# REQUIREMENT:
The answer is all of the data, repeated exactly.

# DATA FOR THIS TASK:
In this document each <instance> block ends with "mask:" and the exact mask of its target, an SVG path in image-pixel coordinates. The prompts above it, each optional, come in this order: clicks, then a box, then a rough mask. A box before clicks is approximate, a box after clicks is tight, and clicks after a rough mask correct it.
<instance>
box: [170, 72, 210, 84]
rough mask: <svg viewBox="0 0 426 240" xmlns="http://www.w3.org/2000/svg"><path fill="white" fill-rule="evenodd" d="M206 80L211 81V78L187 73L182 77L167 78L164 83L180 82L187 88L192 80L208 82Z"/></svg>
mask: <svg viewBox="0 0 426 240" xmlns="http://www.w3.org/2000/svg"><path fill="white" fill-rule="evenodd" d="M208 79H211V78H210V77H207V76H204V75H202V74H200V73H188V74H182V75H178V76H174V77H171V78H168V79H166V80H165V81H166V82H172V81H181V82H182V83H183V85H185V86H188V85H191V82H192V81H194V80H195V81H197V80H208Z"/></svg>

# EXERCISE SOLUTION:
In this document each <instance> block ends with "mask:" and the exact mask of its target, an SVG path in image-pixel coordinates. The prompts above it, each optional, come in this order: clicks, then a box, then a rough mask. A box before clicks is approximate, a box after clicks is tight, and clicks after a rough mask correct it.
<instance>
box: [170, 72, 210, 84]
rough mask: <svg viewBox="0 0 426 240" xmlns="http://www.w3.org/2000/svg"><path fill="white" fill-rule="evenodd" d="M206 80L211 81V78L187 73L182 77L167 78L164 83L180 82L187 88L192 80L208 82Z"/></svg>
mask: <svg viewBox="0 0 426 240" xmlns="http://www.w3.org/2000/svg"><path fill="white" fill-rule="evenodd" d="M208 79H211V78H210V77H207V76H204V75H202V74H200V73H188V74H182V75H178V76H174V77H171V78H168V79H166V80H165V81H166V82H172V81H181V82H182V83H183V85H185V86H188V85H191V82H192V81H194V80H195V81H197V80H208Z"/></svg>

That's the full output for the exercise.